Data items:

________________

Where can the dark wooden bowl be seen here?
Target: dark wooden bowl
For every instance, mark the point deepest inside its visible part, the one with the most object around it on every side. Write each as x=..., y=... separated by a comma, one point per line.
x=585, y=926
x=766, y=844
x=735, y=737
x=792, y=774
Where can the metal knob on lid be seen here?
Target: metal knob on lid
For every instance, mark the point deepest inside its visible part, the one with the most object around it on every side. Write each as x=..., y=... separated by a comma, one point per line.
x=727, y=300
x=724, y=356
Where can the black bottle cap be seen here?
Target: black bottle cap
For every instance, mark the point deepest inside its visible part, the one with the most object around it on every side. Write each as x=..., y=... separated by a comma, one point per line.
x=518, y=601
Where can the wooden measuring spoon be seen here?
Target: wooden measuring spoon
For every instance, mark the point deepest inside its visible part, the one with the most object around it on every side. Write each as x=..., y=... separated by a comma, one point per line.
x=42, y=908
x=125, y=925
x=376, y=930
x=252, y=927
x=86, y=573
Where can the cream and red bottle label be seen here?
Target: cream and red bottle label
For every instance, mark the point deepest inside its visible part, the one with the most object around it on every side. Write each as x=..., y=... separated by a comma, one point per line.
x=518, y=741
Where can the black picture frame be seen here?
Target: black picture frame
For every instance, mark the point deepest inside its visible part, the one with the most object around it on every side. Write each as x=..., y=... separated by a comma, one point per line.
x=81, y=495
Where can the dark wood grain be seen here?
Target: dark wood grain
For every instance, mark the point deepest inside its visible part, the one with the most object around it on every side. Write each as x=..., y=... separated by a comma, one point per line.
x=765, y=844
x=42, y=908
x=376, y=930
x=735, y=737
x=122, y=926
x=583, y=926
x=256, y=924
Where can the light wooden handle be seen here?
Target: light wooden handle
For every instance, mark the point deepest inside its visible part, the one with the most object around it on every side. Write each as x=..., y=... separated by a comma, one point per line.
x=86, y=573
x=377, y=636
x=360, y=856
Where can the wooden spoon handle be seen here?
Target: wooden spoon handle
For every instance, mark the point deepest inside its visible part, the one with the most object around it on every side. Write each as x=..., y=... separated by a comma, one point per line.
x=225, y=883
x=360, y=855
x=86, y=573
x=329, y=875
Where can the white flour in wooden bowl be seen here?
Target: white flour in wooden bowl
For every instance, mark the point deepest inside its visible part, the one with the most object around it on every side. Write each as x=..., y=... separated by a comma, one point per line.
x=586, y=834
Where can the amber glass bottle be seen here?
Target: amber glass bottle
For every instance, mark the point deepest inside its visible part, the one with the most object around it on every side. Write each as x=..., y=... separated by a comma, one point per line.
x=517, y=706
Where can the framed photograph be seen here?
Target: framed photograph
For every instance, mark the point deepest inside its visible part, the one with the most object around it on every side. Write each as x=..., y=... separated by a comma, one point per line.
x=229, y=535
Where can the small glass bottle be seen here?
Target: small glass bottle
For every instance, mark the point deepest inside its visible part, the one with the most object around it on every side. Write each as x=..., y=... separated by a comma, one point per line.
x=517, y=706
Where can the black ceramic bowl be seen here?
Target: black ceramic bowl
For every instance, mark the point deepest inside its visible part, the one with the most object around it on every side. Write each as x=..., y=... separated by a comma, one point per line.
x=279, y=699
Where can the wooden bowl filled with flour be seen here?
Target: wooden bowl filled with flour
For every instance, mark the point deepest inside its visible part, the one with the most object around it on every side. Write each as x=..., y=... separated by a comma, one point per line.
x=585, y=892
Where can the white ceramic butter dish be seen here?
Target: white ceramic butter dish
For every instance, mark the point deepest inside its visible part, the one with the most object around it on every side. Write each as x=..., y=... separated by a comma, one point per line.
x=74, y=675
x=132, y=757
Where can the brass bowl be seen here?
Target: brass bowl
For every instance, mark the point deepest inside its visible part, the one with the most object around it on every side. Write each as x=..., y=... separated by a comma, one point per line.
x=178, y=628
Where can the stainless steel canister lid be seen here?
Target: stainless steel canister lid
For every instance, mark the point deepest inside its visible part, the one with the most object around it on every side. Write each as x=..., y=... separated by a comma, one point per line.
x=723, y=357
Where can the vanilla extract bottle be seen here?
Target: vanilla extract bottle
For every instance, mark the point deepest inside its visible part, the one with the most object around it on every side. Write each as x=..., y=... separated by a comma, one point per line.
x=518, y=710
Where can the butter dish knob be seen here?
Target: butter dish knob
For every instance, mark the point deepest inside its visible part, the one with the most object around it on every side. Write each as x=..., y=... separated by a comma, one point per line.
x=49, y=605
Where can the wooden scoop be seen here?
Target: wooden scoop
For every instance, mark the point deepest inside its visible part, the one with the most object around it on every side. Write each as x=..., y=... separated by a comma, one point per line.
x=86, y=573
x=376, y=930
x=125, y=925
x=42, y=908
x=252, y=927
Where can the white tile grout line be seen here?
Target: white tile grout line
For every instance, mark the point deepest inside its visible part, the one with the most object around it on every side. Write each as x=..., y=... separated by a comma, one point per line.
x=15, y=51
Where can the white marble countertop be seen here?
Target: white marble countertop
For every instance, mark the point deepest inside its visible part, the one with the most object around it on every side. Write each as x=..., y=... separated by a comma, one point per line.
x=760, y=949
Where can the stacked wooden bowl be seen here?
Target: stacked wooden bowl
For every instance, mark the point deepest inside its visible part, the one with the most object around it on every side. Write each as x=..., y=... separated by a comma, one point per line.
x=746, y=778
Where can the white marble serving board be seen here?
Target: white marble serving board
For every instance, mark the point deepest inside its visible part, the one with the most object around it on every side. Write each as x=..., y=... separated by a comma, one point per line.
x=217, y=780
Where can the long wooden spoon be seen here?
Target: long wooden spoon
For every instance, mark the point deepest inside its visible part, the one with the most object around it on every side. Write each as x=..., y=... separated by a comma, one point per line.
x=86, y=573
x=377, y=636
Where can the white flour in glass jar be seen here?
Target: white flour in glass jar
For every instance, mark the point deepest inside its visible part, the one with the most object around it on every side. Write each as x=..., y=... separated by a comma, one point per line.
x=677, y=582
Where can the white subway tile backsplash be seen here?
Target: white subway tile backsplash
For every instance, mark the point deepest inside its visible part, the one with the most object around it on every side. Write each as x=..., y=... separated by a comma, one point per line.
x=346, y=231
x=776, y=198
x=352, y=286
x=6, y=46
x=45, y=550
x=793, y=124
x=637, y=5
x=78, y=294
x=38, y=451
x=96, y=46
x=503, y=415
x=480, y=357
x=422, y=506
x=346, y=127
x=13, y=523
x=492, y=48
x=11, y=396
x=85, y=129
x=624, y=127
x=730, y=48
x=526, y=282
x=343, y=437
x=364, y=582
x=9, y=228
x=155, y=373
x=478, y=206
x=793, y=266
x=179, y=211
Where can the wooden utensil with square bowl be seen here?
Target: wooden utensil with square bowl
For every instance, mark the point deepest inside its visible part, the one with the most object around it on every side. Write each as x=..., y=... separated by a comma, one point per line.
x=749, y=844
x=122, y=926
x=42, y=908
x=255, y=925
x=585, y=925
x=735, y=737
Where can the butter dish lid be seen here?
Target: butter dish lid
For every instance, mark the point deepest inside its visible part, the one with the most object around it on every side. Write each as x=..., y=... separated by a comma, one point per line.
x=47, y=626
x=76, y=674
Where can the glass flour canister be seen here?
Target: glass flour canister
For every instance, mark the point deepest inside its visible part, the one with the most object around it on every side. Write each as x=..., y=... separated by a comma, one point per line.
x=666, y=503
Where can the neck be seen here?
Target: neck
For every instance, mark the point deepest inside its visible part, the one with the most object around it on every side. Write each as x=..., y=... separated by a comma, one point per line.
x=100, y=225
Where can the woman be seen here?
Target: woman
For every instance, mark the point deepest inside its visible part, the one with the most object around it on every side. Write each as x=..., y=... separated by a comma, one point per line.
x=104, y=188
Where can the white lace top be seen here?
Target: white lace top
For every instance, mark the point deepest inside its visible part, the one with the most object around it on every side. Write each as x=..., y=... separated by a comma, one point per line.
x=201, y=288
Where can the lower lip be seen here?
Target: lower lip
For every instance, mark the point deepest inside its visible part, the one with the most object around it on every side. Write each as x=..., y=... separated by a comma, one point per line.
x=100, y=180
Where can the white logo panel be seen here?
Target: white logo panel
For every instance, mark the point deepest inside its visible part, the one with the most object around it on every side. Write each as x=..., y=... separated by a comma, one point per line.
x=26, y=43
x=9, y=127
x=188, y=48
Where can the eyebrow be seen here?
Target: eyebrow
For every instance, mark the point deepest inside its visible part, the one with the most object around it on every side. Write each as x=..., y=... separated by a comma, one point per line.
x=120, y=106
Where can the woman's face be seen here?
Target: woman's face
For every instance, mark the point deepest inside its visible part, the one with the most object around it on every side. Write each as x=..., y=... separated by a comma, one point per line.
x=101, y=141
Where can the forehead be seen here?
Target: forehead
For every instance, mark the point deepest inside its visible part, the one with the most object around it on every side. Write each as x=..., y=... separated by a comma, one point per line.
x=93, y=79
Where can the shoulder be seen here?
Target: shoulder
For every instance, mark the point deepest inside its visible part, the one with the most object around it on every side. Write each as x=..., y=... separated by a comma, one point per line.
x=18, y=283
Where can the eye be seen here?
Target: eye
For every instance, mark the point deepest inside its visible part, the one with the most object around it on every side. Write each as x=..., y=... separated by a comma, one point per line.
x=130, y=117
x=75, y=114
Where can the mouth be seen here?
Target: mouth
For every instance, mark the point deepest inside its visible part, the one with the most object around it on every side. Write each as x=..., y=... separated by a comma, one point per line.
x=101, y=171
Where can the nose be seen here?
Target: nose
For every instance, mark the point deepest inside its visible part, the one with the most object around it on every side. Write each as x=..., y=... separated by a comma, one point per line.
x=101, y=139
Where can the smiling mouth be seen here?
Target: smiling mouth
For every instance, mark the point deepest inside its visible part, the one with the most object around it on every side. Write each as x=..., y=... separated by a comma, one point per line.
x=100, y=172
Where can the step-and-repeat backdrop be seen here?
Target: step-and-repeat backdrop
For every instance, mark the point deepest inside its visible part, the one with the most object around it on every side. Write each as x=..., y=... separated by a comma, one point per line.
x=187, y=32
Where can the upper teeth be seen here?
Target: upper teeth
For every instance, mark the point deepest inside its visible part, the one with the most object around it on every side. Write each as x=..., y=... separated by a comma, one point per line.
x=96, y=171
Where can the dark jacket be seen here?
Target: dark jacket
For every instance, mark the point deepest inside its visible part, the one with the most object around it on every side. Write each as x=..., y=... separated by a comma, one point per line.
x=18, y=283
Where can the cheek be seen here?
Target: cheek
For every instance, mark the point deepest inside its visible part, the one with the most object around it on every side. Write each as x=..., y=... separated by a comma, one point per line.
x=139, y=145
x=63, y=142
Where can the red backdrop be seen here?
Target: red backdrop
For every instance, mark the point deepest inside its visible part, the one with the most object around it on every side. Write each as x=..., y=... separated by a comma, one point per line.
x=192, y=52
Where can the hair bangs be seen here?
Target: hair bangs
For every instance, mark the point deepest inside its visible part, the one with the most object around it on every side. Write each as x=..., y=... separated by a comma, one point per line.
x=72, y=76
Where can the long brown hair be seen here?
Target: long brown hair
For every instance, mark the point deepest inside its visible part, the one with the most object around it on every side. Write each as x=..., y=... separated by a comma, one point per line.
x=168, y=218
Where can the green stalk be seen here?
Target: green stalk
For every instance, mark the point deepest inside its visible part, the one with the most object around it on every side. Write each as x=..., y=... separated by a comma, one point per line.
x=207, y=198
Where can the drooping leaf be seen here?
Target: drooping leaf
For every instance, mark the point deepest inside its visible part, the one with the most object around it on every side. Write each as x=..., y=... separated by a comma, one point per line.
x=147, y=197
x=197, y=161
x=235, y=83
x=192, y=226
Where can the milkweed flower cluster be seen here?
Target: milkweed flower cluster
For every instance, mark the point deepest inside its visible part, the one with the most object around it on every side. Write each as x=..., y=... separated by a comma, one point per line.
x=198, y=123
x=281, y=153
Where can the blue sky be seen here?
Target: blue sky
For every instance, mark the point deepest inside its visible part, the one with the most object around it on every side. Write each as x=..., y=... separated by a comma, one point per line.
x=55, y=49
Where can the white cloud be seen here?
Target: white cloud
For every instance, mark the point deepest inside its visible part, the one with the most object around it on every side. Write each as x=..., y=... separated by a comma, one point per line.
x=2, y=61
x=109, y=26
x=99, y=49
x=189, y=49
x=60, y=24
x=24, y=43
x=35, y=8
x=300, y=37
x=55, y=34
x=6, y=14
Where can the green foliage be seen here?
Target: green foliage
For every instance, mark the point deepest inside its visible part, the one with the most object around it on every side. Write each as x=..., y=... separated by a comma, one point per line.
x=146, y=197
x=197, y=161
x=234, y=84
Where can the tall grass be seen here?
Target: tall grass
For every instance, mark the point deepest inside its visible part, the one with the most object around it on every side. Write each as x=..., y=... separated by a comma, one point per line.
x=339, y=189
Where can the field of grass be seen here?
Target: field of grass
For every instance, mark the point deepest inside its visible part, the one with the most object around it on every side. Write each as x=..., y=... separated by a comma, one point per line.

________________

Problem requirements:
The answer must be a single number: the count of lines in the entries above that contain "shoulder".

Reply:
2